* **Short problem**
Rewrite the entries between the lines holding "for car windshield" and "[559,95,782,155]", inclusive, as a two-column CSV headed entry_text and coordinates, with one row per entry. Enclose each field in double quotes and replace any line breaks within a field with spaces.

* **Extracted material**
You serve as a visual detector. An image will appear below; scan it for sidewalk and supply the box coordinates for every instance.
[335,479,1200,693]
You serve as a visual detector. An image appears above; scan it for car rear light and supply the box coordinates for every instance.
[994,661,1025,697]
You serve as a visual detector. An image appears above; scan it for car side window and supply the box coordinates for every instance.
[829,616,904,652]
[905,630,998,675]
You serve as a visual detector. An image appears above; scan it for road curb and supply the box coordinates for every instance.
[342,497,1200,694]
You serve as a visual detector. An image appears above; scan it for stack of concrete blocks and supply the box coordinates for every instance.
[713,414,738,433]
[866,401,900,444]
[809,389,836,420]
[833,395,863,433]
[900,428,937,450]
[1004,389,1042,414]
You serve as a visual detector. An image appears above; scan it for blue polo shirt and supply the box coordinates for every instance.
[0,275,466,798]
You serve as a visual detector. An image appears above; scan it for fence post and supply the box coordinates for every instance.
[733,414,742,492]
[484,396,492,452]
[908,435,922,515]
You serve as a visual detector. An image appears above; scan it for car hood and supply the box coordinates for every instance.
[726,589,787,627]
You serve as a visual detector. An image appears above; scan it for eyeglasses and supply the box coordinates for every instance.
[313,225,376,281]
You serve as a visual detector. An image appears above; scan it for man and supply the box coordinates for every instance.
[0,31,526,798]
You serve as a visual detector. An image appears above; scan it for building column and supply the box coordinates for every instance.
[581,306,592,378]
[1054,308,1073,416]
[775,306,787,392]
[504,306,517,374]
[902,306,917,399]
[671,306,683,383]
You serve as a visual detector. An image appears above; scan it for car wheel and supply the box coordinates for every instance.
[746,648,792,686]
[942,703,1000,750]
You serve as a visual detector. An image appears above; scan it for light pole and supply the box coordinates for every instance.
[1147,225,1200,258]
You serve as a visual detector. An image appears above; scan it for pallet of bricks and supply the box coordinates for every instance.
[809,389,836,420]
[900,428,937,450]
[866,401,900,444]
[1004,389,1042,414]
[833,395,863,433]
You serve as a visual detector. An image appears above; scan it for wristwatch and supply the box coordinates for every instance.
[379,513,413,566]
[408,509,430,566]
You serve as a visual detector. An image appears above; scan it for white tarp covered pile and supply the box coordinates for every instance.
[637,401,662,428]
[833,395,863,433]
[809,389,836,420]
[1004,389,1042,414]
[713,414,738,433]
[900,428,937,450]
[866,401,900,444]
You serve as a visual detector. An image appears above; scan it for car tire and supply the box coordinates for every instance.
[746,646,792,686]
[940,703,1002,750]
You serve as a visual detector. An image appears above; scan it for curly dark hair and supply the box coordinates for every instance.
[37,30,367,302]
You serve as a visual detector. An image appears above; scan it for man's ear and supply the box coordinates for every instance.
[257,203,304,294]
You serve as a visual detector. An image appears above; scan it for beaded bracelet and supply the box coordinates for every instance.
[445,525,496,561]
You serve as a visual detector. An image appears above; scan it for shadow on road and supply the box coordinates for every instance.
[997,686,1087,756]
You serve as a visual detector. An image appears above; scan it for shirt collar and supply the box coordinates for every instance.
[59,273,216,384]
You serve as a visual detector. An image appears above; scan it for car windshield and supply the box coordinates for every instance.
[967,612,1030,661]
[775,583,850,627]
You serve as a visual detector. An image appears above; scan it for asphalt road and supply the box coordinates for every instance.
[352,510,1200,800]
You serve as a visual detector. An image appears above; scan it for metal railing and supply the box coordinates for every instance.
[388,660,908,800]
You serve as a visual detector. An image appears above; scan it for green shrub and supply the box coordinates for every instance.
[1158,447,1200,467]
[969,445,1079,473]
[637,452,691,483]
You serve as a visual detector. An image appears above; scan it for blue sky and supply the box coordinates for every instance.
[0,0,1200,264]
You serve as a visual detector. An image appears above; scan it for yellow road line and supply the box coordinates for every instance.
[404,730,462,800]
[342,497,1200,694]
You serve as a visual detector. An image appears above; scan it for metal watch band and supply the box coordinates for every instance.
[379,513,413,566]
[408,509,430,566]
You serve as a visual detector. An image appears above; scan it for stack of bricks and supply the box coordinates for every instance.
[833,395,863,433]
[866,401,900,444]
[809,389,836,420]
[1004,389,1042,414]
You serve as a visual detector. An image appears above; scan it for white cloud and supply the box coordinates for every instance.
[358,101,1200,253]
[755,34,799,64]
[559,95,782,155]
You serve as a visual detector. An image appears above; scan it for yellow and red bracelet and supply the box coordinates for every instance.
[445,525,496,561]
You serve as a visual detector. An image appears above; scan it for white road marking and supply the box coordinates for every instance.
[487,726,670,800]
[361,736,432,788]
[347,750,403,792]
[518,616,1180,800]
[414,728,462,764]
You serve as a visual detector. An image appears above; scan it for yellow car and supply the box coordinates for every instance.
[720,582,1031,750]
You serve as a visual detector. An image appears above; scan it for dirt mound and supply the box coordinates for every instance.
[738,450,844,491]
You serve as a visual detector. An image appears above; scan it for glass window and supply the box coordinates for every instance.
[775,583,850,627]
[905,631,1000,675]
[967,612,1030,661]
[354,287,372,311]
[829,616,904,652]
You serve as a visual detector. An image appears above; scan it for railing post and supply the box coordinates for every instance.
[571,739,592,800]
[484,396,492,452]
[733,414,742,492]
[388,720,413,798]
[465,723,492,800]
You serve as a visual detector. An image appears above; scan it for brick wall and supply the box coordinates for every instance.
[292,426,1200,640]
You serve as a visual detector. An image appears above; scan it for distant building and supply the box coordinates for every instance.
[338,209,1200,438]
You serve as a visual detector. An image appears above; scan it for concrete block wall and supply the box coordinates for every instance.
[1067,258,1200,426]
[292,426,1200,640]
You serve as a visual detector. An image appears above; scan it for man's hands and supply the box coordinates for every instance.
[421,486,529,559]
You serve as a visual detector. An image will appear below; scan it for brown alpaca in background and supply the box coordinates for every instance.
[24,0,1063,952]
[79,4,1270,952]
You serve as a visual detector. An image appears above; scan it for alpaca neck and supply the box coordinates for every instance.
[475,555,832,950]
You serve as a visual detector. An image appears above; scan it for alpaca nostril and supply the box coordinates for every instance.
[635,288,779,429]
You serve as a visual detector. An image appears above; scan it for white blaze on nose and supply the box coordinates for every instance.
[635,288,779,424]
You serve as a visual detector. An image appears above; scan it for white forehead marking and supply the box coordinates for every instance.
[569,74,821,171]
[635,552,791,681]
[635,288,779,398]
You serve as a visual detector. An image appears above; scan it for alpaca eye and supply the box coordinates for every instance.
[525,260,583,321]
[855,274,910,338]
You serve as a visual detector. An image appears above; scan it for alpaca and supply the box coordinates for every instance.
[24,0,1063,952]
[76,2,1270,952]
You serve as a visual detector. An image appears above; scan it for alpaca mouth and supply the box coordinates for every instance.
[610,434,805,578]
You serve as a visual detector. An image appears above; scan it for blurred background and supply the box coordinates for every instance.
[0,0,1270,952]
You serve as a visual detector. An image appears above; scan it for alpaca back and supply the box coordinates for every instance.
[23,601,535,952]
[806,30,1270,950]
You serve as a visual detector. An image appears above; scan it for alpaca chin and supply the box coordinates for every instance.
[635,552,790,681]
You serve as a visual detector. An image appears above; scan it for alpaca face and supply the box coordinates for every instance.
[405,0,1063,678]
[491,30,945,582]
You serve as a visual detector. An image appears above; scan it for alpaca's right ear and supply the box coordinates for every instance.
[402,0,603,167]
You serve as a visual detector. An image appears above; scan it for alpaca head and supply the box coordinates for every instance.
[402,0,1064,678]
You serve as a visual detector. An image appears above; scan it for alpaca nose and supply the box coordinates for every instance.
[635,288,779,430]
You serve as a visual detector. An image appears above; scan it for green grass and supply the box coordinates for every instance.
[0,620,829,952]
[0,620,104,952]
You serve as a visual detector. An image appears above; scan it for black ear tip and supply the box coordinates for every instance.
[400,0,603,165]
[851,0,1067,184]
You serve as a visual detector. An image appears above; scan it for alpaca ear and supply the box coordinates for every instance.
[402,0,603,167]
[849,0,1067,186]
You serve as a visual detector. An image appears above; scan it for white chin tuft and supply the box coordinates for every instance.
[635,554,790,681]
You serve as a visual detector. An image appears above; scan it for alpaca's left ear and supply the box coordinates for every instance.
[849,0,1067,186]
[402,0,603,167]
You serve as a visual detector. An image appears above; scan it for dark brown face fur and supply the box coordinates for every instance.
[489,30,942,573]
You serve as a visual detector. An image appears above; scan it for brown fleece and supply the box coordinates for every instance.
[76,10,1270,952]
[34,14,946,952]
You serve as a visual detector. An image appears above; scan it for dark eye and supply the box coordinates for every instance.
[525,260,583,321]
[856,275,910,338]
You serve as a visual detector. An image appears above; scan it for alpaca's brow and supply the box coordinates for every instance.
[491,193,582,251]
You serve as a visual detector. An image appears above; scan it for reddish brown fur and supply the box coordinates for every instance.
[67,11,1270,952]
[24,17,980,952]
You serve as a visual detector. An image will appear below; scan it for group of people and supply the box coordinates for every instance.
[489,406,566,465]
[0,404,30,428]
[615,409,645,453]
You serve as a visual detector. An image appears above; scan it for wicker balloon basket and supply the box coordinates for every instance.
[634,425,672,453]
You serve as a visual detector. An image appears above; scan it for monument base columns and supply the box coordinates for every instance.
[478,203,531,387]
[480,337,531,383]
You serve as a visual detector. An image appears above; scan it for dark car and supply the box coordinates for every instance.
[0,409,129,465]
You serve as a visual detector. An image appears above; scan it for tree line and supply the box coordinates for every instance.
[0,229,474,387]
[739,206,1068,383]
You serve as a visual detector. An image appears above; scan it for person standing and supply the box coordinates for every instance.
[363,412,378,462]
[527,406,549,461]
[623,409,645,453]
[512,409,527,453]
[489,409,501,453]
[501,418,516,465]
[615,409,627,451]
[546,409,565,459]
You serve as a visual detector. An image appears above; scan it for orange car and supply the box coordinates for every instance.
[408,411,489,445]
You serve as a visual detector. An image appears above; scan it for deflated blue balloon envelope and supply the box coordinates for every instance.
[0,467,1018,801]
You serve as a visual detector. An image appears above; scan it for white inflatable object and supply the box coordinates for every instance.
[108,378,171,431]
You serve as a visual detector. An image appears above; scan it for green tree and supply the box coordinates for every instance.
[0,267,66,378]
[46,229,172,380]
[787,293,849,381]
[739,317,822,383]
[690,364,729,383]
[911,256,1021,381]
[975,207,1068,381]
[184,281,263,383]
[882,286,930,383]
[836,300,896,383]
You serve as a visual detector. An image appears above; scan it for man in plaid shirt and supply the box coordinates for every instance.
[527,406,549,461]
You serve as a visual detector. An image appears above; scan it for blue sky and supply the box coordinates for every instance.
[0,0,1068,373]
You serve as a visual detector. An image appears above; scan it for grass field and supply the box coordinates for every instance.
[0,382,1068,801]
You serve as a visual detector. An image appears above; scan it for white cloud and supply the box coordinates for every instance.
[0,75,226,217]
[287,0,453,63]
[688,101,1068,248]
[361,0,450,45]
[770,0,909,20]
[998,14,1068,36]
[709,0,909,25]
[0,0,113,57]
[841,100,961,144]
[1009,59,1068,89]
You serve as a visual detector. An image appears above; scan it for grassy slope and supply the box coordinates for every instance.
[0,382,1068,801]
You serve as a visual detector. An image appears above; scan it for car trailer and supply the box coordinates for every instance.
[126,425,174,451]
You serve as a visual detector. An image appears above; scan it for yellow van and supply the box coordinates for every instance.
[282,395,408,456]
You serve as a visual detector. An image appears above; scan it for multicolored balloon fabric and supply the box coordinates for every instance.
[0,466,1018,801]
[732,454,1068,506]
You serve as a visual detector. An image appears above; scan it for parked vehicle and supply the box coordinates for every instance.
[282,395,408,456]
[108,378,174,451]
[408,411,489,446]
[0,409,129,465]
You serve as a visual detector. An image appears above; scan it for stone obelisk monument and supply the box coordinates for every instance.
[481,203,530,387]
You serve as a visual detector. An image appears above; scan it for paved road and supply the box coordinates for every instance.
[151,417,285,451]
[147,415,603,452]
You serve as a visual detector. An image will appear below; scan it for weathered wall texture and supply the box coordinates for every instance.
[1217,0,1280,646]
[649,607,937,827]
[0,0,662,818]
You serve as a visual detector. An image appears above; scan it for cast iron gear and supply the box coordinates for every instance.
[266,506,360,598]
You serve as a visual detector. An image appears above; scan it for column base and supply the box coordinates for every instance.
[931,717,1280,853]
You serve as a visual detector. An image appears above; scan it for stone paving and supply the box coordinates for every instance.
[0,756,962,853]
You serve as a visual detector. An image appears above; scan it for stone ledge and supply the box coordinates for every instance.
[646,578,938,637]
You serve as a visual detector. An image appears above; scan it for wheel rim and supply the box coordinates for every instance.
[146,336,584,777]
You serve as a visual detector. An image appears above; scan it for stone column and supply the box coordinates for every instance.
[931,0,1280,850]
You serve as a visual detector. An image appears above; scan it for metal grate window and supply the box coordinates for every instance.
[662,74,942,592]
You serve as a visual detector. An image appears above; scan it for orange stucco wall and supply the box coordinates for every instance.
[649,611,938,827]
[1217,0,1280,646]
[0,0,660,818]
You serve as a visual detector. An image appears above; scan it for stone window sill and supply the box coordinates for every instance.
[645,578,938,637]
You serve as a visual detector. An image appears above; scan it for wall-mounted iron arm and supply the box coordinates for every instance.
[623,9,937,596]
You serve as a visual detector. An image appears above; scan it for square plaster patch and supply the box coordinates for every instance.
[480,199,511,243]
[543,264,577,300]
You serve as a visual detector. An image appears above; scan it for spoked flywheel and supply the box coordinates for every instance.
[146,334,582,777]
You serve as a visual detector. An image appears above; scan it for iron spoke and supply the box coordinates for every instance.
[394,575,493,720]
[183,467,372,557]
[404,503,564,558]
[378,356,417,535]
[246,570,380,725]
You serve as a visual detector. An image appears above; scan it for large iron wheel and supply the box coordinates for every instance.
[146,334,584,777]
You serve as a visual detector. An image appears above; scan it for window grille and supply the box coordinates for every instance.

* **Complete response**
entry_text,coordinates
"You serve as a visual detector. An image appears above; scan it for car windshield and supply the box coordinates for every instance.","[967,612,1030,661] [775,583,850,627]"
"You serve as a visual detector. An image appears above; scan it for asphalt road and supply the box coordinates for every instance.","[352,510,1200,800]"
"You serve as a visual detector. An image appears above; scan it for metal railing and supply the box coordinates for every instance.","[388,660,908,800]"
"You serve as a visual detector. An image appears above; scan it for green shrub and supply the box coordinates for every instance.","[1158,447,1200,467] [969,445,1079,473] [637,452,691,483]"
"You serve as a visual detector. An image appears above; scan it for blue sky and supply the box coordinates for every instance.","[0,0,1200,264]"
"You serve as a visual detector. An image appears above; scan it for yellow road line and supply the box coordinates for every instance.","[404,730,462,800] [342,497,1200,694]"
"You serve as a visual detector. An image appears above; scan it for metal watch band and supply the box coordinates for every instance.","[379,513,413,566] [408,509,430,566]"
"You serve as a visual detector. An image appears above; scan it for stack of bricks and supply the box coordinates for every instance.","[833,395,863,433] [866,401,900,444] [809,389,836,420] [1004,389,1042,414]"
"You serve as a visual detector. An image appears above; scan it for white cloud and supply the box coordinates for every instance.","[358,101,1200,253] [755,34,799,64] [559,95,782,155]"